*Records shown*.
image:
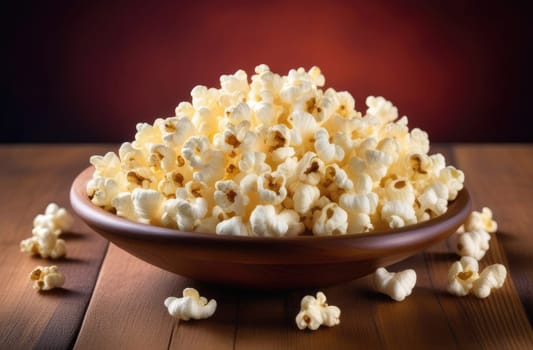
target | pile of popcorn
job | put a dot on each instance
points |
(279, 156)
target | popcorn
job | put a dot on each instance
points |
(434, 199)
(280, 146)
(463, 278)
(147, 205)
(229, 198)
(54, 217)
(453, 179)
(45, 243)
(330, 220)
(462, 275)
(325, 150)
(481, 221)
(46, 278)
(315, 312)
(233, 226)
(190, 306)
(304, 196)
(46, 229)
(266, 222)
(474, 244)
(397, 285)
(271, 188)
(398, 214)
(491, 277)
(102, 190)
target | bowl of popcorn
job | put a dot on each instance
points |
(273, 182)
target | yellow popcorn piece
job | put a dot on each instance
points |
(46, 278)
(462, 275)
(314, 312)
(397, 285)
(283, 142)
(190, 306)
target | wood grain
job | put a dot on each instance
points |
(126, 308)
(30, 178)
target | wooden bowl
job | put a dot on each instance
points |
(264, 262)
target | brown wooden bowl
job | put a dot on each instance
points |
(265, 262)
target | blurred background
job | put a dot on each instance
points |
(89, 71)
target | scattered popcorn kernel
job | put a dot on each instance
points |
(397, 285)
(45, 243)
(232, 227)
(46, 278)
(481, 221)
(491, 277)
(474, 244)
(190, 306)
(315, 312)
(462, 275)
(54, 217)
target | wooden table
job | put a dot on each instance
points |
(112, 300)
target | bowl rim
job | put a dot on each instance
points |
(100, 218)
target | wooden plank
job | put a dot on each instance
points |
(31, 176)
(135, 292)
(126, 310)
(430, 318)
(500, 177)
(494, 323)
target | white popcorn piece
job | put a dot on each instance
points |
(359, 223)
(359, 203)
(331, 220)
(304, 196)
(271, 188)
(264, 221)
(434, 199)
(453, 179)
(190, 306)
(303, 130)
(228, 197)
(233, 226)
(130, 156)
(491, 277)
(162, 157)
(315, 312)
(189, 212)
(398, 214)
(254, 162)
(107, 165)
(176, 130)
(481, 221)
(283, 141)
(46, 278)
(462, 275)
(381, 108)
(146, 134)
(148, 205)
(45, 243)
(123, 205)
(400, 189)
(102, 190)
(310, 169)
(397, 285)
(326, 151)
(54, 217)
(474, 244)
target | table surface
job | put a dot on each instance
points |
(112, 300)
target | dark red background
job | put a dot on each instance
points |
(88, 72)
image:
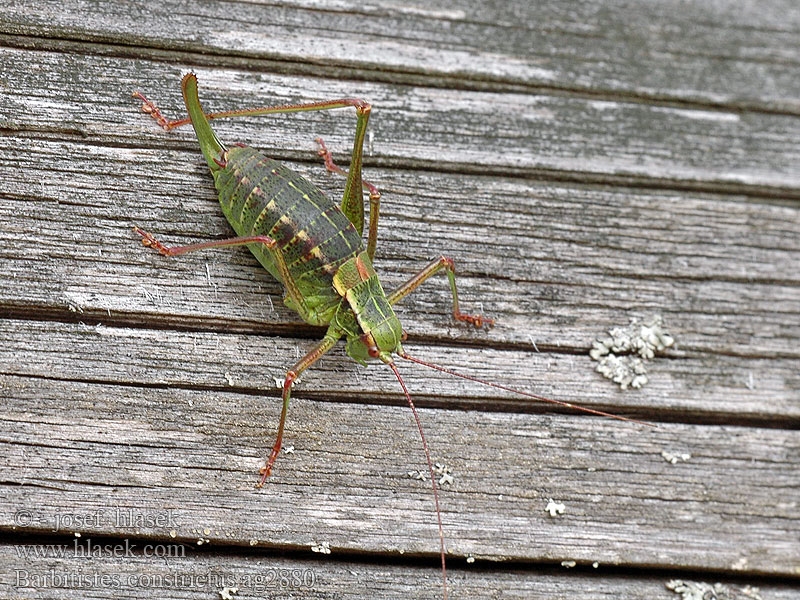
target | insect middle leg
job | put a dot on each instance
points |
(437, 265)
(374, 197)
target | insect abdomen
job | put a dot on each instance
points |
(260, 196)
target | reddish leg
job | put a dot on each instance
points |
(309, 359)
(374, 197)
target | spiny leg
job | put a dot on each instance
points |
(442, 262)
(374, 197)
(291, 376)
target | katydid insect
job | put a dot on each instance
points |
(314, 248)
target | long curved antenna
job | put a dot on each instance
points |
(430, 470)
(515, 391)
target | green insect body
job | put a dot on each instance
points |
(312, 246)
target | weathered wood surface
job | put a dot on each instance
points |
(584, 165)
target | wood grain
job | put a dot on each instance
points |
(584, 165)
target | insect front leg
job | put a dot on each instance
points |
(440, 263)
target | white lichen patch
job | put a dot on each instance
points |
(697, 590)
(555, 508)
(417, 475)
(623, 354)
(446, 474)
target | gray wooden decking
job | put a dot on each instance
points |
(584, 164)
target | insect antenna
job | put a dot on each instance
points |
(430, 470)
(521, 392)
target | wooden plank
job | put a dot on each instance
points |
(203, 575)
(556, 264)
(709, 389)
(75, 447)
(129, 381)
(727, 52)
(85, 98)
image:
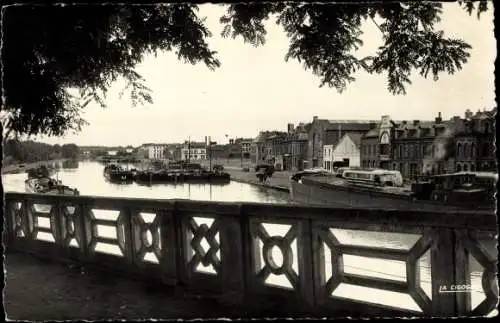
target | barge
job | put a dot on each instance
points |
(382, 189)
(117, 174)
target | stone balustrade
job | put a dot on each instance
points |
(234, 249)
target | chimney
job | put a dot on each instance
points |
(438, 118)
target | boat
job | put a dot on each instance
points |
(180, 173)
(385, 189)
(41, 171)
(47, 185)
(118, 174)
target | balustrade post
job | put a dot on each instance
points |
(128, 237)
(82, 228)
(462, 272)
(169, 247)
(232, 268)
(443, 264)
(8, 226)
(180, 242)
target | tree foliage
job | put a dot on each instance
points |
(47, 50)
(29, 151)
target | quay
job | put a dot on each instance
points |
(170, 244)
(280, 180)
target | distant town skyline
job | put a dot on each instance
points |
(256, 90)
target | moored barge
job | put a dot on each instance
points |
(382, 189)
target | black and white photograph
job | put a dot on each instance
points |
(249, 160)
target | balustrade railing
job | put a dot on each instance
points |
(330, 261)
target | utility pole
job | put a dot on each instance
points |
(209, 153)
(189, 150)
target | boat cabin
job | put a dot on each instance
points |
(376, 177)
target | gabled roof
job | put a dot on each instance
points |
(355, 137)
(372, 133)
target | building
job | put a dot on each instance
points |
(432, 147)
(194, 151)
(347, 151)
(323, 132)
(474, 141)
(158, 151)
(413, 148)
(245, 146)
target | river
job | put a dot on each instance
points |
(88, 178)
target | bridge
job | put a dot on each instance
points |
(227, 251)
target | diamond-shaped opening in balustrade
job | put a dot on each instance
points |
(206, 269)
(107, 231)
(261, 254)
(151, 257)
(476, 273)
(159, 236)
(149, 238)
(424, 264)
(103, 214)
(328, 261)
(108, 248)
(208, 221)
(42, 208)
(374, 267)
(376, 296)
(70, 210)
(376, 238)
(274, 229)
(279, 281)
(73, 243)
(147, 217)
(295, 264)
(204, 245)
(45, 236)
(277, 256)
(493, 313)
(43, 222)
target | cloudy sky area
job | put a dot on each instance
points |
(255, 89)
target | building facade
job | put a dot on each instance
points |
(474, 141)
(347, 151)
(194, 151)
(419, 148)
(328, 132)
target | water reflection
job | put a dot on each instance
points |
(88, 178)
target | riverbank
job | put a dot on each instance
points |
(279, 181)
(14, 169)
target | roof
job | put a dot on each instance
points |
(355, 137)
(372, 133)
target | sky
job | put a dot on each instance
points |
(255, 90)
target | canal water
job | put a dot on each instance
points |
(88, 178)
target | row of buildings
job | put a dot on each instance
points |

*What the task requires*. Leave the pictures out, and print every line of the listing exactly as written.

*Solution*.
image:
target | pile of popcorn
job | put a dot on each instance
points |
(279, 156)
target | popcorn
job | put a dot on each instance
points |
(434, 199)
(280, 146)
(463, 278)
(147, 205)
(229, 198)
(54, 217)
(453, 179)
(45, 243)
(330, 220)
(462, 275)
(325, 150)
(481, 221)
(46, 278)
(315, 312)
(233, 226)
(190, 306)
(304, 196)
(46, 229)
(266, 222)
(474, 244)
(397, 285)
(271, 188)
(398, 214)
(491, 277)
(102, 190)
target | bowl of popcorn
job | put a dot on each instance
points |
(273, 182)
target | yellow popcorn piece
job | put a dot on each instance
points |
(46, 278)
(462, 275)
(314, 312)
(397, 285)
(283, 142)
(190, 306)
target | wood grain
job | put a dot on each instance
points |
(126, 308)
(30, 178)
target | wooden bowl
job | put a dot on each instance
points |
(264, 262)
target | brown wooden bowl
job | put a dot on each instance
points |
(265, 262)
target | blurred background
job | put a dot on each instance
points |
(89, 71)
target | scattered popcorn kernel
job | put a dot on each instance
points |
(397, 285)
(45, 243)
(232, 227)
(46, 278)
(481, 221)
(491, 277)
(474, 244)
(190, 306)
(315, 312)
(462, 275)
(54, 217)
target | wooden table
job | put a dot on each instance
points |
(112, 300)
target | bowl rim
job | put a dot on each instance
points |
(100, 218)
target | wooden plank
job | put a dot on each instance
points |
(31, 176)
(135, 292)
(126, 310)
(430, 318)
(500, 177)
(494, 323)
target | white popcorn piece
job | put a dot on each instance
points |
(359, 223)
(359, 203)
(331, 220)
(304, 196)
(271, 188)
(264, 221)
(434, 199)
(453, 179)
(190, 306)
(303, 130)
(228, 197)
(233, 226)
(130, 156)
(491, 277)
(162, 157)
(315, 312)
(189, 212)
(398, 214)
(254, 162)
(107, 165)
(176, 130)
(481, 221)
(283, 141)
(46, 278)
(462, 275)
(381, 108)
(146, 134)
(148, 205)
(45, 243)
(123, 205)
(400, 189)
(102, 190)
(310, 169)
(397, 285)
(326, 151)
(54, 217)
(474, 244)
target | table surface
job | put a dot on each instance
points |
(112, 300)
target | dark red background
job | put a dot on each instance
points |
(88, 72)
image:
target | insect middle leg
job | put a dot on each instance
points |
(437, 265)
(374, 197)
target | insect abdomen
job | put a dot on each instance
points |
(260, 196)
target | reddish leg
job | put a dot on each instance
points |
(309, 359)
(374, 197)
target | spiny leg
job | put a dot on each instance
points |
(442, 262)
(374, 197)
(291, 376)
target | katydid insect
job | put a dot on each instance
points |
(314, 248)
target | long curved antenna
job | put a dot on each instance
points |
(430, 470)
(515, 391)
target | green insect body
job | put a dot on each instance
points |
(312, 246)
target | weathered wood surface
job | put a dot on each instance
points |
(584, 165)
target | wood grain
job | put a dot on each instance
points |
(584, 165)
target | insect front leg
job | put a dot on each instance
points |
(440, 263)
target | white lichen patch
job | put a dot on each instance
points |
(697, 590)
(555, 508)
(417, 475)
(623, 354)
(446, 474)
target | gray wooden decking
job | put a dot on each instance
points |
(584, 164)
target | insect antenna
job | put a dot on each instance
points |
(430, 470)
(521, 392)
target | wooden plank
job | put a dot on each instance
points |
(203, 575)
(556, 264)
(709, 389)
(75, 447)
(129, 381)
(727, 52)
(85, 98)
image:
target | barge
job | put a dot on each instance
points |
(382, 189)
(117, 174)
target | stone balustrade
job | put a dot on each instance
points |
(234, 249)
target | chimney
job | put a dot on each instance
points |
(438, 118)
target | boat
job | put a dot on each instance
points |
(180, 173)
(385, 189)
(41, 171)
(47, 185)
(118, 174)
target | balustrade post
job | put a dot on each instance
points |
(128, 237)
(82, 228)
(462, 272)
(169, 247)
(232, 268)
(443, 264)
(8, 226)
(180, 242)
target | tree foliage
job | put a dot on each instance
points |
(47, 50)
(29, 151)
target | quay
job | put a dot on each instance
points |
(170, 244)
(280, 180)
target | distant town skyline
job | put a dot on each instance
points |
(256, 90)
target | moored barge
job | put a dot on each instance
points |
(382, 189)
target | black and white photograph
job | put a dot on each instance
points |
(249, 160)
target | balustrade railing
job | put a dot on each instance
points |
(330, 261)
target | utility pole
job | put a dot on each instance
points |
(209, 153)
(189, 150)
target | boat cabin
job | put a dot on each instance
points |
(376, 177)
target | gabled roof
job | put a dot on each instance
points |
(355, 137)
(372, 133)
target | building
job | put a dot on each instance
points |
(432, 147)
(194, 151)
(347, 151)
(323, 132)
(474, 141)
(158, 151)
(413, 148)
(245, 146)
target | river
job | put a dot on each instance
points |
(88, 178)
target | bridge
job | put a dot on each instance
points |
(227, 251)
target | diamond-shaped opening in balustrade
job | put a dot on each instance
points |
(206, 269)
(107, 231)
(261, 254)
(151, 257)
(476, 273)
(159, 236)
(149, 238)
(424, 264)
(103, 214)
(328, 261)
(108, 248)
(208, 221)
(42, 208)
(374, 267)
(376, 296)
(70, 210)
(376, 238)
(274, 229)
(279, 281)
(73, 243)
(147, 217)
(295, 264)
(204, 245)
(45, 236)
(277, 256)
(493, 313)
(43, 222)
target | cloudy sky area
job | put a dot on each instance
points |
(255, 89)
target | building facade
job | put a dot on each instance
points |
(474, 141)
(347, 151)
(194, 151)
(419, 148)
(328, 132)
target | water reflection
job | put a dot on each instance
points |
(88, 178)
target | riverbank
job | put a dot on each instance
points |
(279, 181)
(14, 169)
target | roof
job | put a dot on each instance
points |
(355, 137)
(372, 133)
target | sky
job | put a dot on each instance
points |
(255, 90)
target | canal water
job | put a dot on each instance
points |
(88, 178)
target | row of buildings
job | put a dot on each instance
points |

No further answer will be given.